- Exercise instructions: Transcribe verbatim every line from the line containing "Where can you see the man in black" to the end of the entries, including both endpoints. Output nothing beyond those lines.

(Labeled-object pointing entries)
════════════════

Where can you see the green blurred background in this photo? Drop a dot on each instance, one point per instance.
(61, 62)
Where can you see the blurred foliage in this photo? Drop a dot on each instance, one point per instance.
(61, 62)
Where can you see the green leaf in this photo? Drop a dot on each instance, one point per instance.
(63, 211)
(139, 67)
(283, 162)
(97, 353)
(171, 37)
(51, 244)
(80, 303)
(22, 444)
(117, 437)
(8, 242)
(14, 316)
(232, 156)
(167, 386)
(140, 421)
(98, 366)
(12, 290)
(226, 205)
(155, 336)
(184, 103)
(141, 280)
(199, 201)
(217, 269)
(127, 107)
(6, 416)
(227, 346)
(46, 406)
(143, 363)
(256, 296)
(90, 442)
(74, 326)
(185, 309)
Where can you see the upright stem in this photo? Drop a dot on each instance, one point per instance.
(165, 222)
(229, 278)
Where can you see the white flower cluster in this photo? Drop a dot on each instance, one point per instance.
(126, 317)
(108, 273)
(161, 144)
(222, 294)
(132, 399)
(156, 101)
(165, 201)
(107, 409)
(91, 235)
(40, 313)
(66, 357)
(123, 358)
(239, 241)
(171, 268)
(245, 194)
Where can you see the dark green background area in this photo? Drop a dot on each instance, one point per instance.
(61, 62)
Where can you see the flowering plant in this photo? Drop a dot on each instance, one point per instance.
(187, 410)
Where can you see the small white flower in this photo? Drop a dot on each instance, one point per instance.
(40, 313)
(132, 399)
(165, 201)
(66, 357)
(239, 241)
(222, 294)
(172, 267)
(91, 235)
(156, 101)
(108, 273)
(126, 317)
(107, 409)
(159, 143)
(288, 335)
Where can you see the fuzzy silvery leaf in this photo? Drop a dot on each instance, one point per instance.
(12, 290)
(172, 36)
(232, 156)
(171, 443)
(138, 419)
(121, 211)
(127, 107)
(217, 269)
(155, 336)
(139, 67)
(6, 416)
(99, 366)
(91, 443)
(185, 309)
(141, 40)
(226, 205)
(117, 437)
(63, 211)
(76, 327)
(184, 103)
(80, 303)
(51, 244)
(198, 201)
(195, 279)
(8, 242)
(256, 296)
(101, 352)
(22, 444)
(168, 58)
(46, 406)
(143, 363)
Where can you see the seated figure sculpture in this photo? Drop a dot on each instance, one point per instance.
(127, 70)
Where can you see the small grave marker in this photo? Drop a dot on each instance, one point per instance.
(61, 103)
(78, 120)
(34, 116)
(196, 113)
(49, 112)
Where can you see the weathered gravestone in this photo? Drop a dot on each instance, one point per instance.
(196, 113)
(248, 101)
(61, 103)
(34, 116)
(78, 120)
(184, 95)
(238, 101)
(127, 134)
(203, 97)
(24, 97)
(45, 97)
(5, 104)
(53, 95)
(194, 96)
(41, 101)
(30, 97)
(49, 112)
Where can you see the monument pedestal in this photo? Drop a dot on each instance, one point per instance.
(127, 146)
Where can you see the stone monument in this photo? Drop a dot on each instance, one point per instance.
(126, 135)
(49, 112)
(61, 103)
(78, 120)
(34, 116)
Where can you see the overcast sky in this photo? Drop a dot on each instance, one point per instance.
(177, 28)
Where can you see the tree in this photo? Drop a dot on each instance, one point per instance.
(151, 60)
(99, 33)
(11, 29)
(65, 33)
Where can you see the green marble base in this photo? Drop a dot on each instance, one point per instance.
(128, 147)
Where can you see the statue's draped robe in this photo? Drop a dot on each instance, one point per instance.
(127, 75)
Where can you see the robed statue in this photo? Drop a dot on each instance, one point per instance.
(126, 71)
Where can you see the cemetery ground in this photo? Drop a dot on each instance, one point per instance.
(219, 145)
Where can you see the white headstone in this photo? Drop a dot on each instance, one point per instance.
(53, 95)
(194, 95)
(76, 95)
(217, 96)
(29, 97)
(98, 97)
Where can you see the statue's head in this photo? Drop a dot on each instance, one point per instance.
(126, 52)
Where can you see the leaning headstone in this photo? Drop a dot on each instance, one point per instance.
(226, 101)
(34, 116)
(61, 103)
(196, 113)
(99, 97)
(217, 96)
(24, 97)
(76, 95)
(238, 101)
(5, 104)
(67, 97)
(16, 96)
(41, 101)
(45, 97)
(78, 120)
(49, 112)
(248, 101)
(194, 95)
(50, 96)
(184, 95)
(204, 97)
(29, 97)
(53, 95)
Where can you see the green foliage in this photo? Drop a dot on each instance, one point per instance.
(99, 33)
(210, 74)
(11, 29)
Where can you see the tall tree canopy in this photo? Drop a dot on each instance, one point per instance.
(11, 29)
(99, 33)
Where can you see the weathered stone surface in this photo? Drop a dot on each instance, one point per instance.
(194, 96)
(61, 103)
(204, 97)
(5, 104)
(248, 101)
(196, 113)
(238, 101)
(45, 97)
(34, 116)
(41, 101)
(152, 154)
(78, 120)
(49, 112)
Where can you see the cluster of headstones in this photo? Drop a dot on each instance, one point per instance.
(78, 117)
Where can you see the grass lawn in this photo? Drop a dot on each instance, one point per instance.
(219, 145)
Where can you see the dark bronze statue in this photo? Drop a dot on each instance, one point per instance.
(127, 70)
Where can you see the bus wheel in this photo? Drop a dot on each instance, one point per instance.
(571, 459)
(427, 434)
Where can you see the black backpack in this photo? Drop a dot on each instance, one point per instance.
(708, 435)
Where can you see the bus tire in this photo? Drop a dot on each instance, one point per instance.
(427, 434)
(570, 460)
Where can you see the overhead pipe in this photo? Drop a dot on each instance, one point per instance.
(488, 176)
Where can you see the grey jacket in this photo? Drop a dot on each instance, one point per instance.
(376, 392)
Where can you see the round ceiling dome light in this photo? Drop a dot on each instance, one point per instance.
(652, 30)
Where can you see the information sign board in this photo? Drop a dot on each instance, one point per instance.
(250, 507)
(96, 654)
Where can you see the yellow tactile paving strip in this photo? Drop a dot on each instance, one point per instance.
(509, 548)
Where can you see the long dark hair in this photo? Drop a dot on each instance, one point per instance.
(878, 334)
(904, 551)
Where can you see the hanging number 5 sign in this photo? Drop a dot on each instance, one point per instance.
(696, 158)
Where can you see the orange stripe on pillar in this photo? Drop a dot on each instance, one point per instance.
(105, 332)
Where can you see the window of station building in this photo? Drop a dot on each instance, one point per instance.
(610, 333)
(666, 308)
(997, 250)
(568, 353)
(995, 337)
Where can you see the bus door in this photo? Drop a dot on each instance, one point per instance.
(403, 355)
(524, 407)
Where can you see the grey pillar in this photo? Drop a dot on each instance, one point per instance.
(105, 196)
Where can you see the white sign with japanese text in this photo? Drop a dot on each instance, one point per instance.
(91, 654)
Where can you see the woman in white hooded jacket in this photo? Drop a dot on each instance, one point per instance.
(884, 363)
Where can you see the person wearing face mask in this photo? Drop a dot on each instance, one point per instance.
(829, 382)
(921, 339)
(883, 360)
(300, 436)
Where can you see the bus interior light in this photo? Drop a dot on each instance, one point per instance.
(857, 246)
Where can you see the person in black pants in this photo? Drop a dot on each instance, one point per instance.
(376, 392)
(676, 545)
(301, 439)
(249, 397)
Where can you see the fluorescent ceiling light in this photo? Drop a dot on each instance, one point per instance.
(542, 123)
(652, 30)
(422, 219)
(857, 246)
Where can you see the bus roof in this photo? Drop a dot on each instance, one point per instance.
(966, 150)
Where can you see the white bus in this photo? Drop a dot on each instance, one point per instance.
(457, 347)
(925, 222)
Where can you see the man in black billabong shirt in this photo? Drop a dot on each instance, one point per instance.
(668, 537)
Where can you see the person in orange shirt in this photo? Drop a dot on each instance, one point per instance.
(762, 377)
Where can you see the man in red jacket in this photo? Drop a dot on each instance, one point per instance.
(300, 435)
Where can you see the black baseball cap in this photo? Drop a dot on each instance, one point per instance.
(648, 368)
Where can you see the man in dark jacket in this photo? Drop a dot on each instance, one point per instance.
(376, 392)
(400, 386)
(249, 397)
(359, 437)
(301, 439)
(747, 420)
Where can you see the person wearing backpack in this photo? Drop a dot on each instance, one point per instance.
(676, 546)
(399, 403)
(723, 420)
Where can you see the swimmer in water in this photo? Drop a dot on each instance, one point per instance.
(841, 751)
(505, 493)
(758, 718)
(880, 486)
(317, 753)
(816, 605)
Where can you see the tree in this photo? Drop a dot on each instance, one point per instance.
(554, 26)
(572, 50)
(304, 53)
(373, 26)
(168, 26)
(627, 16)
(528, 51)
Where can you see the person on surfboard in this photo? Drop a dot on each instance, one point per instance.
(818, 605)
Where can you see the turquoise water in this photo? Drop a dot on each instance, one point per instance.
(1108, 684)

════════════════

- Answer to the exercise:
Where can you see the man in black billabong shirt in this photo? Drop a dot on each instance, one point per instance.
(668, 537)
Where can you see the person in orange shirt in this photo? Drop a dot on each instance, one point per instance.
(762, 377)
Where can you see the man in red jacket in this photo? Drop a dot on each instance, one point per instance.
(300, 435)
Where can you see the black baseball cap in this photo? Drop a dot on each instance, one point per instance.
(648, 368)
Where can you see the man in dark jacket in this photo? Drop a dot on each instance, one point per instance.
(376, 392)
(400, 386)
(249, 397)
(359, 437)
(301, 439)
(747, 420)
Where can you see the person wearing backpack in this photo? Drop a dot on each instance, one point per instance.
(676, 546)
(399, 403)
(723, 420)
Where can you see the swimmer in water in this photo? Drop a dot on each instance, one point per instance.
(841, 751)
(505, 493)
(758, 718)
(880, 486)
(317, 753)
(816, 605)
Where can you see the tree in this photo? Drop a dot on each instance, one point per instance.
(554, 26)
(572, 50)
(304, 53)
(373, 26)
(168, 26)
(627, 16)
(528, 51)
Where can you see the person on surfboard in this photo? Drop a dot on each instance, one point per instance.
(818, 605)
Where can you see the turquoise water in this photo? Drop a dot on each instance, one point per instance.
(1108, 684)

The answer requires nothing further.